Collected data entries
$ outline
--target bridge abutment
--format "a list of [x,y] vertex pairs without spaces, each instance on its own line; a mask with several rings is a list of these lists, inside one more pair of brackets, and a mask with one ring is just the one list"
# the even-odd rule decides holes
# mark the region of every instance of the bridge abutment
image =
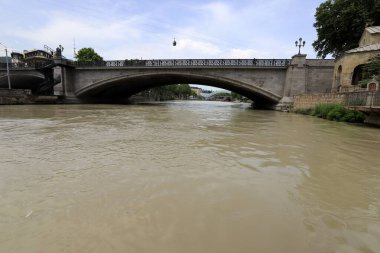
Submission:
[[293,97],[306,93],[306,54],[292,57],[286,71],[283,97]]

- EXERCISE DESCRIPTION -
Return all the data above as written, leaving out only the pictures.

- RESPONSE TO THIS TASK -
$ outline
--target bridge abutment
--format "a list of [x,y] vertex pairs without spaces, each instance on its own line; a mask with several rings is a list of these lists, inside one more pair of brackets, and a mask with one ring is just the one list"
# the even-odd rule decides holes
# mark the region of every instance of the bridge abutment
image =
Submission:
[[293,97],[306,93],[306,54],[292,57],[286,71],[283,97]]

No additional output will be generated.